▸ SELECTED EXTRACT
>> start
In addition you can demonstrate in the scope of the project one of the following competences: 

  • investigate and evaluate scientific literature in robotics and vision technology to further clarify and find solutions for specific (sub)problems; 
  • manage a design project towards the presentation of a successful result within possibilities and constraints on time, budget and people; 
  • manage the technical aspects of the project towards the realization and documentation of a successful system by keeping a helicopter view on the whole system and keeping track of critical technical issues; 
  • give well motivated advise, clarify stakeholders needs and keep good relation with internal and external stakeholders.

Aanvullende informatie

Indication of target group 

Third and final year Bachelor of Engineering (BEng/BE) students with a background in mechatronics, motion technology, physics, mechanical engineering, electrical engineering, mathematics or computer science.
>> end
Continue the robotics and vision project description from the point where it stops, after the sentence about the target group. The lines after this text aren't needed for anything here.

▸ DATA LISTING
>> start
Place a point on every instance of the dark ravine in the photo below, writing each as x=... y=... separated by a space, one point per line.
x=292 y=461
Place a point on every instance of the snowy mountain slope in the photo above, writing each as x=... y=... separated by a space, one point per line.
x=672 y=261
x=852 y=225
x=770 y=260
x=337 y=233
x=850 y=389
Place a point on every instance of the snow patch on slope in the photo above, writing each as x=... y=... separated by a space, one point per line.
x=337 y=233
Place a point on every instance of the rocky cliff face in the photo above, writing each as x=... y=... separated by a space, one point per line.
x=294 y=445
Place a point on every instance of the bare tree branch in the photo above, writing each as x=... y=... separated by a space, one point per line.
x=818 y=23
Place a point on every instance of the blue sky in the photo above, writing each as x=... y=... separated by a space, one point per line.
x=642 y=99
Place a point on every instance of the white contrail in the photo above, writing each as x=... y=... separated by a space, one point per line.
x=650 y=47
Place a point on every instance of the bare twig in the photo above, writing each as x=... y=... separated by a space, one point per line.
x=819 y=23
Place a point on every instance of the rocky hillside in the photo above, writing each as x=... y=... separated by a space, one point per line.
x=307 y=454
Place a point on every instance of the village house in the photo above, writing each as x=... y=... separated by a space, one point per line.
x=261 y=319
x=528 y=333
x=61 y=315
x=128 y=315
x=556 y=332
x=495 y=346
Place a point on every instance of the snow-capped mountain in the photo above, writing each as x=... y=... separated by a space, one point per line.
>> end
>> start
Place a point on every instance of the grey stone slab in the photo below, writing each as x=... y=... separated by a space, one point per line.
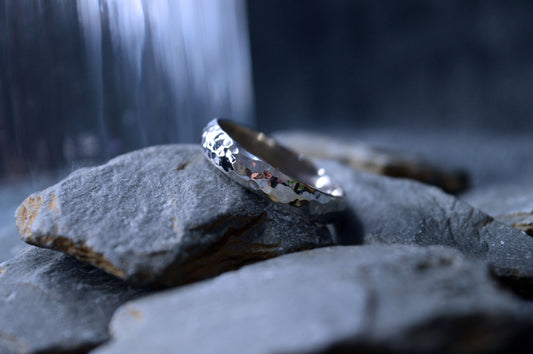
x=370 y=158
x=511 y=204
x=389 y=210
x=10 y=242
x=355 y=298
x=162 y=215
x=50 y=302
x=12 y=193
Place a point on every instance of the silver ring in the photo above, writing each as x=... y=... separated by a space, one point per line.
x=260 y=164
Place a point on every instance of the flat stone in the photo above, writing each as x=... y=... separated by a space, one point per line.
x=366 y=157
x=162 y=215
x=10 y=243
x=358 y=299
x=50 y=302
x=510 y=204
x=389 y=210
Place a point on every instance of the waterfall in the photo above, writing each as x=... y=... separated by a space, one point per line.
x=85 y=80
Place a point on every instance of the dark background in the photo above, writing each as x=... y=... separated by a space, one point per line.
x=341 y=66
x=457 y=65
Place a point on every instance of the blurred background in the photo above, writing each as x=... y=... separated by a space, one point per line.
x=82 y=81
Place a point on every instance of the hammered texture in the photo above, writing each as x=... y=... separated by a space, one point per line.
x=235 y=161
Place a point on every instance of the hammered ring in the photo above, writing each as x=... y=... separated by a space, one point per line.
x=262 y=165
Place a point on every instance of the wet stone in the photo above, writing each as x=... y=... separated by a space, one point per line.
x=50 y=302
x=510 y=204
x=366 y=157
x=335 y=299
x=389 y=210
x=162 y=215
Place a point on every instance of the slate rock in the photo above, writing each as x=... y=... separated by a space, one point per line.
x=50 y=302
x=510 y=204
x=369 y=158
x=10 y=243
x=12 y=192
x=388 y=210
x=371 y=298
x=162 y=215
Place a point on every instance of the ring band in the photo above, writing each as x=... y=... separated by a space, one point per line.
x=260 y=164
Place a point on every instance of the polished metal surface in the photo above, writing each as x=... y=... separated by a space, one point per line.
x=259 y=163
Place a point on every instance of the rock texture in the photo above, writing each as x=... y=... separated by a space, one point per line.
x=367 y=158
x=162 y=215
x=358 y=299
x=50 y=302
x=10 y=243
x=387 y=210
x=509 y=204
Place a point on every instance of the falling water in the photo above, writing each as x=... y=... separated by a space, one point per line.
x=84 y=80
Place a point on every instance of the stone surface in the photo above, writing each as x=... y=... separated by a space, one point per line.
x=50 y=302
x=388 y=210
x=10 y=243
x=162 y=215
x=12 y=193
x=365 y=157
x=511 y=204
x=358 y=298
>> end
▸ IN RESPONSE
 

Teaching methods + studyload 

Courses and educational organization: 

Part 1: 

  • Robot modelling (study load corresponds to 3ECTS): 
  • each week one lecture of 90 minutes  
  • each week one practical of 90 minutes 
  • Intelligent methods (study load corresponds to 3ECTS): 
  • each week one lecture of 90 minutes 
  • each week one practical of 90 minutes 
  • Image capturing and processing (study load corresponds to 3ECTS): 
  • each week one lecture of 90 minutes  
  • each week one practical of 90 minutes 

 

Part 2: 

  • Robot control (study load corresponds to 3ECTS): 
  • each week one lecture of 90 minutes  
  • each week one practical of 90 minutes 
  • Machine learning (study load corresponds to 3ECTS): 
  • each week one lecture of 90 minutes  
  • each week one practical of 90 minutes 
  • Pattern recognition (study load corresponds to 3ECTS): 
  • each week one lecture of 90 minutes  
  • each week one practical of 90 minutes 

 

Project organization (study load corresponds to 2 x 6ECTS): 

  • weekly meetings with project coach 
  • several tutorials on learning Linux and ROS 
  • guest lectures

 

Minimum- and maximum participation 

minimum of 10 students 

maximum of 40 students 

 

Contact hours 

The minimal number of contact hours per week is: 10.5 hours (these are clock hours).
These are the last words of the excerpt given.